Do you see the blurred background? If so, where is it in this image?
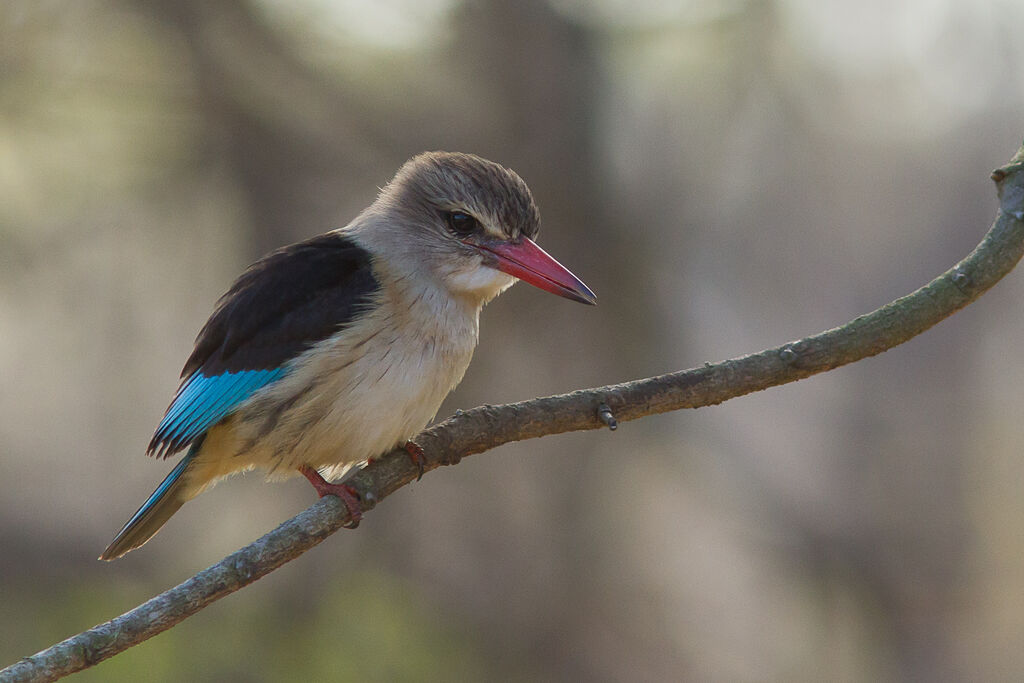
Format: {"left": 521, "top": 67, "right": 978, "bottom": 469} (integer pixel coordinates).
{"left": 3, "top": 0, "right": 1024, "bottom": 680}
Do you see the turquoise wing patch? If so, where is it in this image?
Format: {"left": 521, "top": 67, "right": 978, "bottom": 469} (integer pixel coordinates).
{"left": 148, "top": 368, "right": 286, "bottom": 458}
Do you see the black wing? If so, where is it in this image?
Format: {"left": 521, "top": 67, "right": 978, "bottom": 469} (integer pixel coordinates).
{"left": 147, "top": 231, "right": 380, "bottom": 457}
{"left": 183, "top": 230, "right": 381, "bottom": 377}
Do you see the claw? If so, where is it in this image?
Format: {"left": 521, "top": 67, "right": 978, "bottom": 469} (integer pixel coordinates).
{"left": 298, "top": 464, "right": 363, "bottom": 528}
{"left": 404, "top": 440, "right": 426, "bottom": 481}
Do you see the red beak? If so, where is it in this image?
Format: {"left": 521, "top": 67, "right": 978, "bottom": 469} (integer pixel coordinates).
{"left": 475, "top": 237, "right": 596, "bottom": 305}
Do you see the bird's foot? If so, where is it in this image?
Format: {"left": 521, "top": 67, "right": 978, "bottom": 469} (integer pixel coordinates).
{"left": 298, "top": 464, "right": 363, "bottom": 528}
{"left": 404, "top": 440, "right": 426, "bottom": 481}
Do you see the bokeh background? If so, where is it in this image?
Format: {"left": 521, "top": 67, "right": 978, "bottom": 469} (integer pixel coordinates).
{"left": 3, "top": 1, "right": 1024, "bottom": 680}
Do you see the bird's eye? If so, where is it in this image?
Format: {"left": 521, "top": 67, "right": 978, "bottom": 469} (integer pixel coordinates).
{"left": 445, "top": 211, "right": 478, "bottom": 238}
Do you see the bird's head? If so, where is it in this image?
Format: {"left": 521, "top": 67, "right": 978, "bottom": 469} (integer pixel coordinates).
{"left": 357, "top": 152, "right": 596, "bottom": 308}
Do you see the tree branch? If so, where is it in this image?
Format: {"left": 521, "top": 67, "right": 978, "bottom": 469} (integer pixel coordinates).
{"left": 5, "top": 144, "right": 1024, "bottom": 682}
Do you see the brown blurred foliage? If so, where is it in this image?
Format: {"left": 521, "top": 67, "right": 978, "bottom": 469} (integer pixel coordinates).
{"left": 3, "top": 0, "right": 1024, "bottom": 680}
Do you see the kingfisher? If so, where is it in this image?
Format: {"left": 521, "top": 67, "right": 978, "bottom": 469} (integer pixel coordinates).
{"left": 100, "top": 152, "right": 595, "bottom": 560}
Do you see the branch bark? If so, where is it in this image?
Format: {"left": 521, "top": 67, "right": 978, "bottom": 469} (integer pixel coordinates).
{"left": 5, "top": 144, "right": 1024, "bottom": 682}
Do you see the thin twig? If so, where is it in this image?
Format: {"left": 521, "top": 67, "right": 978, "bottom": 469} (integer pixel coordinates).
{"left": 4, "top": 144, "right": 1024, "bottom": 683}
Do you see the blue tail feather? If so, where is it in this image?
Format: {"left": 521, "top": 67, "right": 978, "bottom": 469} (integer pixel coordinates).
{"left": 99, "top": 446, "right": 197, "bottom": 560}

********************

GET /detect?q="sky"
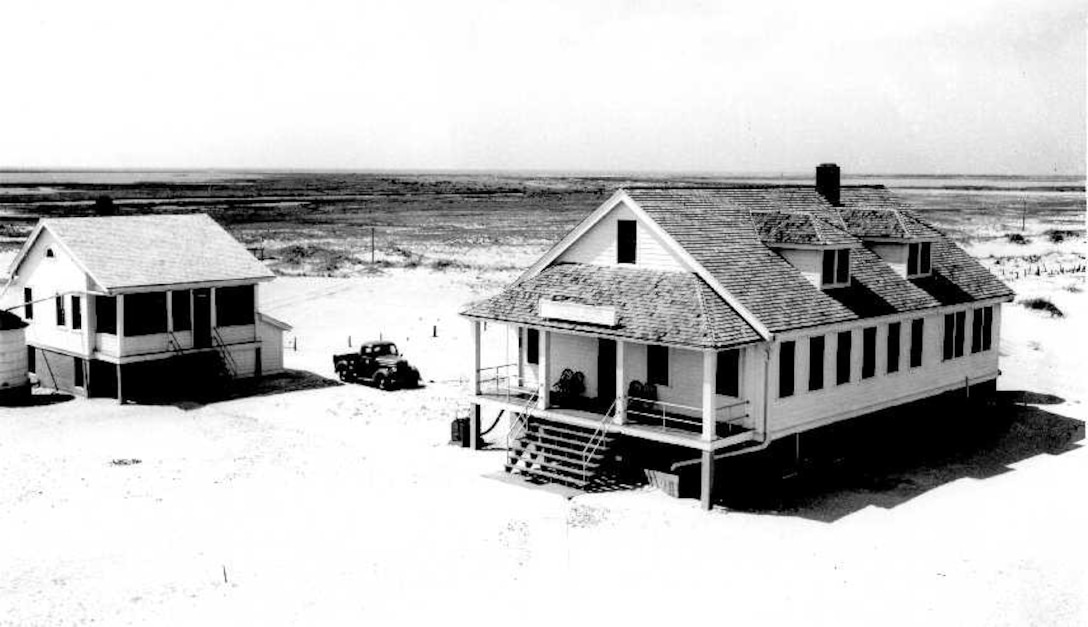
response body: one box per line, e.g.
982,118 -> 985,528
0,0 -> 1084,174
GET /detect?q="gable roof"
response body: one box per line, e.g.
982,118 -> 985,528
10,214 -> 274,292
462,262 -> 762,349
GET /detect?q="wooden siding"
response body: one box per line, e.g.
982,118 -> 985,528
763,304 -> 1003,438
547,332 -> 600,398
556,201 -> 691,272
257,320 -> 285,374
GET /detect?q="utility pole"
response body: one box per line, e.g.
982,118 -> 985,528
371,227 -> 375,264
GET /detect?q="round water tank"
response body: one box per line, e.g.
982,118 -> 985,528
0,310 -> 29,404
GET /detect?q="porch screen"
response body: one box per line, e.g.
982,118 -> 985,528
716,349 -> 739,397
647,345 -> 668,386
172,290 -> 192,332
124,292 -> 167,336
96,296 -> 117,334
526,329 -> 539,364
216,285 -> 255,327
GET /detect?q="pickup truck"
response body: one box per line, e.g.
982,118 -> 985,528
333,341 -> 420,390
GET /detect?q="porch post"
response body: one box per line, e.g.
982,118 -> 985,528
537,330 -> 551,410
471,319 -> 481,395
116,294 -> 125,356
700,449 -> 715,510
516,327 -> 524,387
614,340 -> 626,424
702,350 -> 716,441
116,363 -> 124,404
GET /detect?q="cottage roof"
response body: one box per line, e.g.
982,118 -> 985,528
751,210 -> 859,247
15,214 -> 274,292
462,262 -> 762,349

********************

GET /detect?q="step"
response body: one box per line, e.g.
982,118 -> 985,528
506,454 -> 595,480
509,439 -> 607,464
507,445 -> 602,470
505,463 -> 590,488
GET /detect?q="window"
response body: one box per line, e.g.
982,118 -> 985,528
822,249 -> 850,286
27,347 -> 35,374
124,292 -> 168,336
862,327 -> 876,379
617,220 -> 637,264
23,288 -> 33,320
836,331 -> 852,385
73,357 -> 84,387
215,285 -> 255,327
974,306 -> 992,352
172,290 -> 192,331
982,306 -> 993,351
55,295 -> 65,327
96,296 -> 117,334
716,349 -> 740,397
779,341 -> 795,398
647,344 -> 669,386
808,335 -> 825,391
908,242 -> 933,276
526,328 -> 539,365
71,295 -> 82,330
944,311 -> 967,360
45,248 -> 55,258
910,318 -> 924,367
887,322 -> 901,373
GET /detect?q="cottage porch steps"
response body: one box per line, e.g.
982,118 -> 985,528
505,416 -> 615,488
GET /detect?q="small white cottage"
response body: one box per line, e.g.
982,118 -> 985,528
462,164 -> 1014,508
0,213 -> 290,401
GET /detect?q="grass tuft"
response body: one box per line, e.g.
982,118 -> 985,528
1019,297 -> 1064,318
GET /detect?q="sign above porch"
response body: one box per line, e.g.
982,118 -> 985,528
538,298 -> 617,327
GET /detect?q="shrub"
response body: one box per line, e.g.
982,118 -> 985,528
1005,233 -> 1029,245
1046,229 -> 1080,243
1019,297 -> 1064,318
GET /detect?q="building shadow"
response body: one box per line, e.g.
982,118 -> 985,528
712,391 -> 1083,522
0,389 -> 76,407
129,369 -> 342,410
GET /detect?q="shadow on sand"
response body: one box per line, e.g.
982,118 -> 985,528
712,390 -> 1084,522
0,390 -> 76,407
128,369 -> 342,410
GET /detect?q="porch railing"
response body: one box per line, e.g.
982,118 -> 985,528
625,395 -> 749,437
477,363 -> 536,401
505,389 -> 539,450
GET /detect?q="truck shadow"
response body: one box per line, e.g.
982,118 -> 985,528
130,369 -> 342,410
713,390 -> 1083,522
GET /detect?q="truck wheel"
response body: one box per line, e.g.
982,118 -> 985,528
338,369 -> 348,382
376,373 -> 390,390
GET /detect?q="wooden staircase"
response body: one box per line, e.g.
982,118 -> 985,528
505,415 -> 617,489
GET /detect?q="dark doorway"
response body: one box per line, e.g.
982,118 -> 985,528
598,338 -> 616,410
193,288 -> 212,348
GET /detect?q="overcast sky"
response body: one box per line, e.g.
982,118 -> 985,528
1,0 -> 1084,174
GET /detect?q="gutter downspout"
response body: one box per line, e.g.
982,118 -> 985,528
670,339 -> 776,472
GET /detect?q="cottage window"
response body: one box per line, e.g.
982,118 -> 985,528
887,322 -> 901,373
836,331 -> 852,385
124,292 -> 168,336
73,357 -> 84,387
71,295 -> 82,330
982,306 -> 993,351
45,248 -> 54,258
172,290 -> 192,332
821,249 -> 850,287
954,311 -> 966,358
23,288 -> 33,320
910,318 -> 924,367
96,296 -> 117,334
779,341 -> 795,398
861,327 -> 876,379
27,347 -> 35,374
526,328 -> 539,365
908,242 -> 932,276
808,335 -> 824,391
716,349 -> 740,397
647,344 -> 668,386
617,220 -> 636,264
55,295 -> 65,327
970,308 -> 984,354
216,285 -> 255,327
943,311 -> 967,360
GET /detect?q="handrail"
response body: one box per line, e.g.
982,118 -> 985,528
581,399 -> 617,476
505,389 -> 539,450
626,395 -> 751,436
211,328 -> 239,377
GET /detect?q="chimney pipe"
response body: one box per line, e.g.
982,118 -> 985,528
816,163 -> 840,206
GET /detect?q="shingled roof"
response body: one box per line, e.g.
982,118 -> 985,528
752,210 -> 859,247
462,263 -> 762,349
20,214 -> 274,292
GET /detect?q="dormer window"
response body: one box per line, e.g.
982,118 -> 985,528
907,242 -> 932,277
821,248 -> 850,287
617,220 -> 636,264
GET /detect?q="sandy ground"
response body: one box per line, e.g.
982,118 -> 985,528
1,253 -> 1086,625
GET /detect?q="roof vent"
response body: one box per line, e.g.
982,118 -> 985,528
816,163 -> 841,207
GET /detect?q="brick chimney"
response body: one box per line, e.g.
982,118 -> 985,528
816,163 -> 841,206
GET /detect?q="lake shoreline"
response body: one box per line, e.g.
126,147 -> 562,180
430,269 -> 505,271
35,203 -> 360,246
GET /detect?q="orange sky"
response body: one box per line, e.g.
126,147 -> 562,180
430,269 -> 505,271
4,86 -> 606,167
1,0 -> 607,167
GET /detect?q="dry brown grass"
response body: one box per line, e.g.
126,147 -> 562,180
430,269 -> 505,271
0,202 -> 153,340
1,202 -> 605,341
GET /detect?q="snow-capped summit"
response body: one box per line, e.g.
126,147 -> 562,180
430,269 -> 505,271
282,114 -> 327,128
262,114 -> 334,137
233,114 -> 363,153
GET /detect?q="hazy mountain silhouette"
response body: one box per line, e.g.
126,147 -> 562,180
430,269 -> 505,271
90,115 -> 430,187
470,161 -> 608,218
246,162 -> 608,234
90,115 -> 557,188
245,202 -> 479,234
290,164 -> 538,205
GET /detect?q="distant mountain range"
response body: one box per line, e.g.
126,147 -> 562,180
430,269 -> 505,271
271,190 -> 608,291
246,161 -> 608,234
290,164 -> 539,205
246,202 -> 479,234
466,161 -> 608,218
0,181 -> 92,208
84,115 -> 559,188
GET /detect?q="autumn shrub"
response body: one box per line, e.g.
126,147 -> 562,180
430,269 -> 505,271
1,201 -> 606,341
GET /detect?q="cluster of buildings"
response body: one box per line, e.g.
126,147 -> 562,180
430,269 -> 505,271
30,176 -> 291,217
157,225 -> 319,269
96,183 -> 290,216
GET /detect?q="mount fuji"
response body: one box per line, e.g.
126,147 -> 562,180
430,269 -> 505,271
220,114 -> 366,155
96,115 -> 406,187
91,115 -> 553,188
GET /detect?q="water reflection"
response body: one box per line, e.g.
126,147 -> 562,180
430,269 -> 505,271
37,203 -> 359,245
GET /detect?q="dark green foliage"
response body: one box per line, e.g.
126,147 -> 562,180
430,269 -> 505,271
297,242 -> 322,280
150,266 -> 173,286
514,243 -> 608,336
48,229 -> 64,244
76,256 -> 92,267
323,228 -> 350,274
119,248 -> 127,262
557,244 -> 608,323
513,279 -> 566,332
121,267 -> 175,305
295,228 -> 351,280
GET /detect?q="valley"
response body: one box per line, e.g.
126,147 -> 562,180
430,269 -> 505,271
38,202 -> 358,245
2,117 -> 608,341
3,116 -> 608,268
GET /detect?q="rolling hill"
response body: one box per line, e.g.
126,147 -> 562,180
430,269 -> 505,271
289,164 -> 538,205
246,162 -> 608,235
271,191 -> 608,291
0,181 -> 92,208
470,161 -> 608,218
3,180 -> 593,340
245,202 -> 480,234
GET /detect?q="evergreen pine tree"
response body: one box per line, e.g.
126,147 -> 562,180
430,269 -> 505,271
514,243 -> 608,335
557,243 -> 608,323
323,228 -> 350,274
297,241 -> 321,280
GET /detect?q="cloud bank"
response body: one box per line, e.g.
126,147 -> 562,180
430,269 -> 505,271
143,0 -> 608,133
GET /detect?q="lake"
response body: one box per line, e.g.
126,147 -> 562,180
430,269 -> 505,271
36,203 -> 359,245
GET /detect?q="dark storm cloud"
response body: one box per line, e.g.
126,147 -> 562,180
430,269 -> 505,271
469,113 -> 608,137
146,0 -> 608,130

********************

# [Exercise directions]
Range to copy from the records above: the line containing "Do you see the blurred" to the line containing "Do you see the turquoise", both included. Output those lines exactly and only those, skipping pictures.

# [Solution to this task]
Do you see the blurred background? If so, where is it in this image?
Format: {"left": 521, "top": 67, "right": 978, "bottom": 469} (integer pixel coordinates).
{"left": 3, "top": 0, "right": 1024, "bottom": 680}
Do you see the turquoise wing patch? If so, where is it in this image?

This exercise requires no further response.